Reproduce the entries below, swapping "curled shrimp" for "coiled shrimp" wherever it appears and keeping every other character as it is.

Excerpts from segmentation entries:
○ ○ ○ ○

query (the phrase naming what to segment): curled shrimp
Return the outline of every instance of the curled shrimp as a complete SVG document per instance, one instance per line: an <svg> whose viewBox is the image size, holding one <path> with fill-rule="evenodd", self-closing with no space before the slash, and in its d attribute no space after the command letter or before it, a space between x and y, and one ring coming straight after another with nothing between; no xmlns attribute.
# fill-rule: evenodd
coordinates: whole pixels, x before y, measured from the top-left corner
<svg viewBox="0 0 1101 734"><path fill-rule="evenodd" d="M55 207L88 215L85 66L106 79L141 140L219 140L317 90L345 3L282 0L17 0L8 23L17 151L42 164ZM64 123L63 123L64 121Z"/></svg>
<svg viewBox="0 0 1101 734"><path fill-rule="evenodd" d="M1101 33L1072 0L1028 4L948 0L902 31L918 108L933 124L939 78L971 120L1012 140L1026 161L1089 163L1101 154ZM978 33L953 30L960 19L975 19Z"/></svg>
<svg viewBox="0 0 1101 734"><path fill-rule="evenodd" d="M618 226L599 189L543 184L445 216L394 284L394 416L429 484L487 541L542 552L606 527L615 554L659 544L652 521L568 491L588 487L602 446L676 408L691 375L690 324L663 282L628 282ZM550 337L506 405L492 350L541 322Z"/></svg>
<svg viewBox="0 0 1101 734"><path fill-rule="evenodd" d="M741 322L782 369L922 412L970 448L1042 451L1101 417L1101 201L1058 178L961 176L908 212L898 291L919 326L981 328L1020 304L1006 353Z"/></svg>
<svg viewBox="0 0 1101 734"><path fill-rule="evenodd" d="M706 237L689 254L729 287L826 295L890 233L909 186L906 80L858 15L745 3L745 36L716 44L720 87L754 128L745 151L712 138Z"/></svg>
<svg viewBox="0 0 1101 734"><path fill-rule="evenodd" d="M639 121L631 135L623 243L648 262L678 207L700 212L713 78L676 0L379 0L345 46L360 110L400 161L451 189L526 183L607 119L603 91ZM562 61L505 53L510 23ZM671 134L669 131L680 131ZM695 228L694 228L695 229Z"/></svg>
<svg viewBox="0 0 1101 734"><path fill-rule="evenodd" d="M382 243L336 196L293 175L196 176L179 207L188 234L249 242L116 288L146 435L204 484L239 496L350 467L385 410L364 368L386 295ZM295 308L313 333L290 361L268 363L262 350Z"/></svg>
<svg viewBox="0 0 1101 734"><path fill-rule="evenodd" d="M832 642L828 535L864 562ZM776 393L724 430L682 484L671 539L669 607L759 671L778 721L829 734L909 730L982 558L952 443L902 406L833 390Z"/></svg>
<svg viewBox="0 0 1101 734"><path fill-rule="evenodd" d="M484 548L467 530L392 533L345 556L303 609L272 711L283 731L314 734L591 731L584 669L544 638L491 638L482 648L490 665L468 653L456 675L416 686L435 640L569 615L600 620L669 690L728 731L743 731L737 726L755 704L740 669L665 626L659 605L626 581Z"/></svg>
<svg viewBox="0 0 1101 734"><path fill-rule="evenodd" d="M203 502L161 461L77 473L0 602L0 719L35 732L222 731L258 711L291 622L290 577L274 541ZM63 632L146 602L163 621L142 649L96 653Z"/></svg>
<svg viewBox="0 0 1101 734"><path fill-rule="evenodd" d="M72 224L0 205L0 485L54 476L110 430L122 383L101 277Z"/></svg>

○ ○ ○ ○

FINISHED EXERCISE:
query (the phrase naming what to segment): coiled shrimp
Return the outline of every instance of the coiled shrimp as a complete SVG document per instance, one instance per line: an <svg> whose viewBox is the image size, holding one <path> with fill-rule="evenodd", self-closing with no space before the slash, and in its d attribute no space after the command letter or before it, a space between x and y, and one ring coming straight after another with nothing between; no xmlns attribute.
# fill-rule: evenodd
coordinates: whole pixels, x before y, measured from the top-left corner
<svg viewBox="0 0 1101 734"><path fill-rule="evenodd" d="M55 207L88 215L85 66L106 79L141 140L219 140L317 90L345 3L282 0L17 0L8 23L17 151L42 164ZM64 123L63 123L64 121Z"/></svg>
<svg viewBox="0 0 1101 734"><path fill-rule="evenodd" d="M1101 33L1072 0L1028 4L948 0L902 31L918 108L933 124L939 78L971 120L1012 140L1026 161L1089 163L1101 154ZM978 33L953 30L960 19L975 19Z"/></svg>
<svg viewBox="0 0 1101 734"><path fill-rule="evenodd" d="M618 226L599 189L543 184L445 216L394 284L394 416L429 484L487 541L542 552L606 527L615 554L659 544L652 521L568 491L588 487L602 446L676 408L691 375L690 324L663 282L628 282ZM550 337L506 405L492 350L541 322Z"/></svg>
<svg viewBox="0 0 1101 734"><path fill-rule="evenodd" d="M741 322L782 369L922 412L970 448L1042 451L1101 417L1101 201L1058 178L961 176L908 212L898 291L919 326L981 328L1020 304L1006 353Z"/></svg>
<svg viewBox="0 0 1101 734"><path fill-rule="evenodd" d="M706 237L689 254L729 287L826 295L890 233L909 186L906 80L858 15L745 3L745 36L716 44L720 87L754 128L745 151L712 138Z"/></svg>
<svg viewBox="0 0 1101 734"><path fill-rule="evenodd" d="M639 121L631 135L623 243L648 262L678 207L700 212L713 78L676 0L379 0L345 46L360 110L400 161L451 189L526 183L607 119L603 91ZM562 61L505 53L510 23ZM671 134L669 131L680 131ZM695 228L694 228L695 229Z"/></svg>
<svg viewBox="0 0 1101 734"><path fill-rule="evenodd" d="M382 243L336 196L293 175L196 176L179 207L188 234L249 242L116 288L146 435L204 484L239 496L350 467L385 410L364 368L386 295ZM295 308L313 333L290 361L268 363L262 350Z"/></svg>
<svg viewBox="0 0 1101 734"><path fill-rule="evenodd" d="M832 642L828 535L864 562ZM776 393L724 430L682 484L671 539L669 607L759 671L778 721L829 734L909 730L982 558L952 443L902 406L833 390Z"/></svg>
<svg viewBox="0 0 1101 734"><path fill-rule="evenodd" d="M484 548L467 530L392 533L345 556L303 609L272 711L283 731L314 734L591 731L584 669L544 638L491 638L482 648L490 665L468 653L456 675L416 686L435 640L569 615L600 620L669 690L728 731L743 731L737 726L755 704L740 669L665 626L659 605L626 581Z"/></svg>
<svg viewBox="0 0 1101 734"><path fill-rule="evenodd" d="M203 502L161 461L77 473L0 602L0 719L35 732L222 731L258 711L291 622L290 577L274 541ZM63 632L146 602L163 621L142 649L96 653Z"/></svg>
<svg viewBox="0 0 1101 734"><path fill-rule="evenodd" d="M72 224L0 205L0 485L54 476L110 430L122 383L101 277Z"/></svg>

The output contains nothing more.